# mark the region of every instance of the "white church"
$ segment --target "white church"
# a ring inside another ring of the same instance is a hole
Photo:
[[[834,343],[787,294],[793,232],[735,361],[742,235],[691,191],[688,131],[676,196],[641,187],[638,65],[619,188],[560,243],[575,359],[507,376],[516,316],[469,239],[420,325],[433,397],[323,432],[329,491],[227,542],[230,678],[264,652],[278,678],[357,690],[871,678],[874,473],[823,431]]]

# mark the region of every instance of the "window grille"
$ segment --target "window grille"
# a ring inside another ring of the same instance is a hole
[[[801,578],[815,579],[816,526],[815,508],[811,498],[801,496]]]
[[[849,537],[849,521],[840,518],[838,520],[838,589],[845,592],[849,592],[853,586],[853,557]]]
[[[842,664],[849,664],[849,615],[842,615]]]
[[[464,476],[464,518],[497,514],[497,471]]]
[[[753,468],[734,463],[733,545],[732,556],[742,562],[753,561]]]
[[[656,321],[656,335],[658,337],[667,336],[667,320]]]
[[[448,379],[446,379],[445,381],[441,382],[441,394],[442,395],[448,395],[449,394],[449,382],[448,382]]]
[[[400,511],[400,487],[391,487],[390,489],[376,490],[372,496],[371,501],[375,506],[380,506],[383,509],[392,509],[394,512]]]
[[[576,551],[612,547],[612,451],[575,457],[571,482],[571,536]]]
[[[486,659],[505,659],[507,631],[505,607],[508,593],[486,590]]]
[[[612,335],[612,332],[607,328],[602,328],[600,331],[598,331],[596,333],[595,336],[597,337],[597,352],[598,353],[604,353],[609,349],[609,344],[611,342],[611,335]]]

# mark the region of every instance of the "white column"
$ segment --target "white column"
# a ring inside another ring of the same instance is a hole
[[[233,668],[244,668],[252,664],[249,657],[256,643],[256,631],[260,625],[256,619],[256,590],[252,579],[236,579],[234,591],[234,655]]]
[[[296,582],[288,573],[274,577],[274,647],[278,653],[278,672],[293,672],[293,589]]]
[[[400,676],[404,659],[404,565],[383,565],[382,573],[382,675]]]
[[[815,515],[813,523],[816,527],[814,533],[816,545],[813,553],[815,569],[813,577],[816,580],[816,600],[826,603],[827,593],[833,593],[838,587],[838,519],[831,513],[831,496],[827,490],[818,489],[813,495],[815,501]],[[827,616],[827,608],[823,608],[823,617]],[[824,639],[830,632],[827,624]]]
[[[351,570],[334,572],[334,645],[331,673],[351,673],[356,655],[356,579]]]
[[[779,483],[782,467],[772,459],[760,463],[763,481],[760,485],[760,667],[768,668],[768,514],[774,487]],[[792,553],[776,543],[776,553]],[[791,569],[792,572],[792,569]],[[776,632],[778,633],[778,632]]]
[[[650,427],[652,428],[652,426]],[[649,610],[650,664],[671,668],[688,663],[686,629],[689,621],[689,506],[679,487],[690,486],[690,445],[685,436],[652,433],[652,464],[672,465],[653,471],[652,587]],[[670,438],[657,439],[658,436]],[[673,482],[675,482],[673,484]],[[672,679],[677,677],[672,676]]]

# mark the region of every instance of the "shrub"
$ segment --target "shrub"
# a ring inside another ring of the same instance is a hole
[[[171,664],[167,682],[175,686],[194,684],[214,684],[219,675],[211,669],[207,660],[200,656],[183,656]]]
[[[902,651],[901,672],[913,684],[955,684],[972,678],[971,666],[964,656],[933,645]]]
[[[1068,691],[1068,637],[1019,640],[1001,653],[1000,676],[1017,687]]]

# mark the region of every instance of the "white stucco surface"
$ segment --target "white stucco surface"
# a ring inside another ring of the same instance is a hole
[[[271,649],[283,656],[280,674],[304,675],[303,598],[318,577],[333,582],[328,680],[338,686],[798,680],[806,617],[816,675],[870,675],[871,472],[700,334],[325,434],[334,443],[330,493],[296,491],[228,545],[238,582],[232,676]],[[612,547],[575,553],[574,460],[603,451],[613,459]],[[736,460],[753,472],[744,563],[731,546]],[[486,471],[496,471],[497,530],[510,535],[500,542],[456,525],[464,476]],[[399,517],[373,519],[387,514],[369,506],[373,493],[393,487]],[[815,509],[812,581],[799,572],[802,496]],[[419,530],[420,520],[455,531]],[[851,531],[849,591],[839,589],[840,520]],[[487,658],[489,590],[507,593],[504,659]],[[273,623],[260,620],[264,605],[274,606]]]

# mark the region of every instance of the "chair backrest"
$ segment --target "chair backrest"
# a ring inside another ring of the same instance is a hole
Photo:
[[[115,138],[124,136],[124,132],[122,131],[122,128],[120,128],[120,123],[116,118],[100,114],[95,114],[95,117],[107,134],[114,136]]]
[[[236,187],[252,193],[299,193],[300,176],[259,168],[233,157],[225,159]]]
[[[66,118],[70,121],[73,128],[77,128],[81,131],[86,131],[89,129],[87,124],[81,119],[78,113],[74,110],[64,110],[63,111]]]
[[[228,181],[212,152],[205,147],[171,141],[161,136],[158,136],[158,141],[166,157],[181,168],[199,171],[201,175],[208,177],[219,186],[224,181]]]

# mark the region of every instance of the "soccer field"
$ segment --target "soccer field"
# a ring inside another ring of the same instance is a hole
#####
#### Required work
Read through the data and copy every line where "segment" shows up.

#### Answer
$ segment --target "white church"
$ segment --target "window grille"
$ segment --target "white column"
$ segment --target "shrub"
$ segment --target "white stucco surface"
$ segment --target "chair backrest"
$ segment --target "soccer field"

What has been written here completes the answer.